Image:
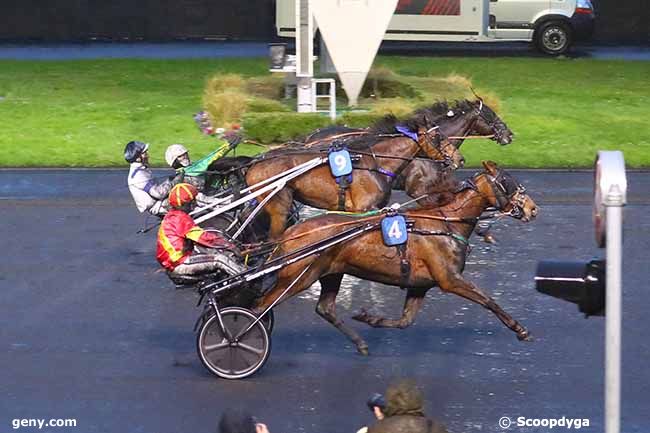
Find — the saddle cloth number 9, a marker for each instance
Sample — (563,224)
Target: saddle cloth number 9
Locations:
(393,229)
(340,163)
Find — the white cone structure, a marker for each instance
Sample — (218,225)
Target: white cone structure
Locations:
(353,31)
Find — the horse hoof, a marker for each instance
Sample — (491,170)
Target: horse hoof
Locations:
(361,316)
(524,336)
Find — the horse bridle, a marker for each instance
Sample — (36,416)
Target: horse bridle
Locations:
(516,199)
(430,135)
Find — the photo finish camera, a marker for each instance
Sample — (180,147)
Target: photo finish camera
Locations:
(577,282)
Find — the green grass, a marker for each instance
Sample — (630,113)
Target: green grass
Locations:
(82,113)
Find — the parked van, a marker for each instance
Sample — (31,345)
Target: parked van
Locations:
(552,25)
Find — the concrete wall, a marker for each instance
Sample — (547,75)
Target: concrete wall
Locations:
(159,20)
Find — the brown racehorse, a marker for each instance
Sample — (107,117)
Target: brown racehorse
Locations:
(436,249)
(381,158)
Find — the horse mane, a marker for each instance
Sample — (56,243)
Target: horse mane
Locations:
(228,163)
(440,109)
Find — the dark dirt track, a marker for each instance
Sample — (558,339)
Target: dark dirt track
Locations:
(90,330)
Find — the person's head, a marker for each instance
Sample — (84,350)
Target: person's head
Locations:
(239,421)
(136,151)
(183,197)
(403,398)
(177,156)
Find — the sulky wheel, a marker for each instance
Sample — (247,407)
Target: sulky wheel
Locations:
(268,321)
(233,354)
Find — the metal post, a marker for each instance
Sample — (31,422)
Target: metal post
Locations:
(614,202)
(304,95)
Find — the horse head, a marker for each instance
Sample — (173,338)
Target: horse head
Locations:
(487,122)
(437,147)
(506,194)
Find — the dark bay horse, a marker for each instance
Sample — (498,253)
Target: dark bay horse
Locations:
(382,157)
(436,249)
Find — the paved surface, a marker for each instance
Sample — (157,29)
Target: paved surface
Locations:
(218,49)
(90,330)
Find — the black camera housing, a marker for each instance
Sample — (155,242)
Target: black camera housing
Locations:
(577,282)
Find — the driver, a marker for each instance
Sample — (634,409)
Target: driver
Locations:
(178,158)
(148,193)
(178,235)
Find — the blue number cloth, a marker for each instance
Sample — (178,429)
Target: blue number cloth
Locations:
(393,229)
(340,163)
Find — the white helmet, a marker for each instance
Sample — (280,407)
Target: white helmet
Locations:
(173,152)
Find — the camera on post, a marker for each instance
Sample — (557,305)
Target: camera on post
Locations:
(585,283)
(577,282)
(376,400)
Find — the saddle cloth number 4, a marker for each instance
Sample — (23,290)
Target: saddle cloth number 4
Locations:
(393,229)
(340,163)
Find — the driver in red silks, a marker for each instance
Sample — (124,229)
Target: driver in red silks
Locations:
(178,235)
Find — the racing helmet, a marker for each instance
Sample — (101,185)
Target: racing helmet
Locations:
(134,149)
(181,194)
(173,152)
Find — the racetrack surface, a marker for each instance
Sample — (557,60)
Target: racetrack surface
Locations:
(91,330)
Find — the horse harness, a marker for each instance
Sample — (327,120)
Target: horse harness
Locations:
(345,181)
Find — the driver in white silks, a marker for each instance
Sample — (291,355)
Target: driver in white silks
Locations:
(149,193)
(178,158)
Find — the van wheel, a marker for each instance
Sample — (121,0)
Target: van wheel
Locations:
(553,37)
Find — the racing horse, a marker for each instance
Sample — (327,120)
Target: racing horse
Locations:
(459,120)
(381,157)
(435,251)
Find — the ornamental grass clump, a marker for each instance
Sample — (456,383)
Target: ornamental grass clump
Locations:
(225,108)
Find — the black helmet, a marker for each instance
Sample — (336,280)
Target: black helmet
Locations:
(134,149)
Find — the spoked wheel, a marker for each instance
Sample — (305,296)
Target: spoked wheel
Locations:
(268,321)
(233,354)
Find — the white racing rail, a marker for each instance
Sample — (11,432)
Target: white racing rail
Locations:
(272,185)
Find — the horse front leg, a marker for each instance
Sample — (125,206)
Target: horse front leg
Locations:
(326,308)
(467,290)
(412,304)
(278,209)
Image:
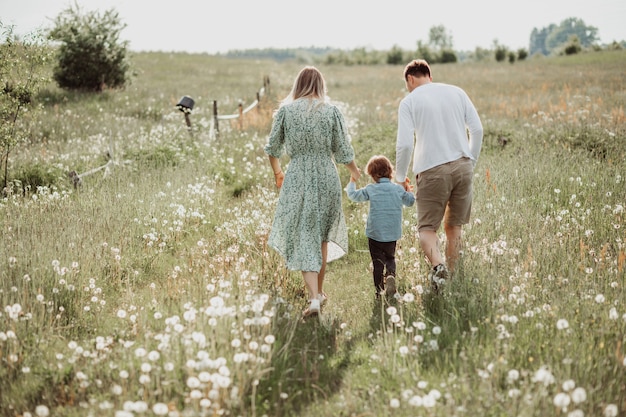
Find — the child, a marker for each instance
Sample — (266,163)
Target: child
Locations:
(384,222)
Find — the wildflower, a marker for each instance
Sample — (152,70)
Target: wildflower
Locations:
(543,376)
(561,400)
(160,409)
(43,411)
(562,324)
(512,376)
(579,395)
(416,401)
(140,352)
(514,393)
(610,410)
(568,385)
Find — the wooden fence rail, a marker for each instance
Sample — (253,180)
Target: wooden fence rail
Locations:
(186,106)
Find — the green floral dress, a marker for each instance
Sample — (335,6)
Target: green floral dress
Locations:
(313,134)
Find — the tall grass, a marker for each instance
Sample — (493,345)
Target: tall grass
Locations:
(150,290)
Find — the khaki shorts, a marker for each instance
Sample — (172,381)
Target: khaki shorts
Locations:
(444,193)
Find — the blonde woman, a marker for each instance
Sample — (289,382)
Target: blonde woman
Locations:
(312,133)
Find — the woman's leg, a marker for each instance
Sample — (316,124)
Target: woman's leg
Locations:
(311,279)
(320,276)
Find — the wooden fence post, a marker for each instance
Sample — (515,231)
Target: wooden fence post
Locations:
(217,126)
(240,115)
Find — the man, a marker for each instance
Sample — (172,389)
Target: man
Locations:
(433,124)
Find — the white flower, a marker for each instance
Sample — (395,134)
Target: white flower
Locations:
(512,375)
(160,409)
(610,410)
(193,382)
(543,376)
(42,411)
(561,400)
(568,385)
(514,393)
(579,395)
(416,401)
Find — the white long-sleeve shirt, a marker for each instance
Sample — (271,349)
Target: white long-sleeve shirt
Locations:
(433,121)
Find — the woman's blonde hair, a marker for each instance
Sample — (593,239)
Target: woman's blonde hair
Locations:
(309,83)
(378,167)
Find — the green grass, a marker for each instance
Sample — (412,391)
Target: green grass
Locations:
(151,285)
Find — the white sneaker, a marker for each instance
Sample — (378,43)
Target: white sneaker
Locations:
(322,297)
(390,285)
(313,310)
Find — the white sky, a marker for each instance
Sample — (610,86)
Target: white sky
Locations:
(214,26)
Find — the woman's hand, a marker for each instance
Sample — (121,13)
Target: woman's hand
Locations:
(279,177)
(355,172)
(407,185)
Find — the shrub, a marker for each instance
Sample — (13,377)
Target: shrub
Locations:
(447,56)
(22,71)
(91,56)
(500,53)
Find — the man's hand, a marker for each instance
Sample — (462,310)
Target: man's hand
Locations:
(279,177)
(407,185)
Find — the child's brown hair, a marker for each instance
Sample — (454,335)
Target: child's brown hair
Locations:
(378,167)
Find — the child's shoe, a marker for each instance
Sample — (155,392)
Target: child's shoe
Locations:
(313,310)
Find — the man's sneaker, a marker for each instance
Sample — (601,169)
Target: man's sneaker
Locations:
(322,297)
(390,285)
(438,276)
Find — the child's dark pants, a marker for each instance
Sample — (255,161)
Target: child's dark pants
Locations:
(383,261)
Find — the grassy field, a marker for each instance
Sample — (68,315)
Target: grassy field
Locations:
(150,290)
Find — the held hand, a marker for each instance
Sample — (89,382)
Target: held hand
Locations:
(407,185)
(279,177)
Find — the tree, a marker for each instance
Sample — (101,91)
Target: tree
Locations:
(554,38)
(587,35)
(91,56)
(538,40)
(395,56)
(573,46)
(424,52)
(500,51)
(439,39)
(22,71)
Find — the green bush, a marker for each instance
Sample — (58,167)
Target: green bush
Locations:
(91,56)
(22,72)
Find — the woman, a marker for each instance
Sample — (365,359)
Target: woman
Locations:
(312,132)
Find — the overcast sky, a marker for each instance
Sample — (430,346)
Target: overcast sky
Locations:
(218,26)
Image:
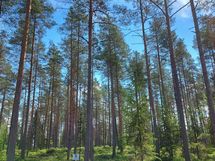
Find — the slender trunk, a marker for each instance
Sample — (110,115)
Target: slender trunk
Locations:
(114,131)
(30,132)
(89,128)
(72,104)
(150,90)
(23,147)
(23,116)
(177,93)
(109,108)
(2,106)
(204,71)
(51,112)
(18,91)
(1,5)
(119,101)
(77,86)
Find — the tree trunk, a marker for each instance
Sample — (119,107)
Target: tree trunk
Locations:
(89,129)
(1,5)
(114,131)
(30,131)
(177,93)
(23,147)
(119,101)
(204,71)
(18,91)
(2,106)
(150,90)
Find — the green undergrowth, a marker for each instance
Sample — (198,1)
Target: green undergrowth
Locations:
(104,154)
(59,154)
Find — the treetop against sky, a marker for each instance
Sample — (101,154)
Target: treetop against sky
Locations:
(183,25)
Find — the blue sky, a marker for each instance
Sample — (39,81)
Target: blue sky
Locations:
(183,26)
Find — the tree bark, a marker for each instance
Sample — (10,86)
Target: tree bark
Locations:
(2,107)
(204,71)
(23,147)
(18,91)
(150,90)
(89,129)
(177,93)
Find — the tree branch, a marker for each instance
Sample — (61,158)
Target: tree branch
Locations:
(158,7)
(179,9)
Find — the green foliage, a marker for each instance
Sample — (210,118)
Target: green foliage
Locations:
(3,136)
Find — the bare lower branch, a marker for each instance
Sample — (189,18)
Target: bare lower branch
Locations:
(158,7)
(179,9)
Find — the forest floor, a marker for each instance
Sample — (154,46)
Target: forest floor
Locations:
(60,154)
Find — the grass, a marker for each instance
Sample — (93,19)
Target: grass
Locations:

* [PROBLEM TO SOLVE]: Repeat the items word for word, from the line containing "Find — the tree branch, a" through the end of the items.

* [RESULT]:
Find — the tree branch, a marker for each instance
Sample — (61,158)
Target: tree branch
Locations:
(158,7)
(179,9)
Find — the green foliage, a marker for each instance
Sample — (210,118)
Target: green foliage
Locations:
(3,136)
Find — the bare lower branch, a marker for each instance
Sample — (189,18)
Target: bare lower branch
Locations:
(158,7)
(179,9)
Find — the forest floor, a marker for each instance
Sample — (154,46)
Target: forest floor
Locations:
(60,154)
Find — the grass, a marker for each instance
Sample — (93,19)
Target: grass
Locations:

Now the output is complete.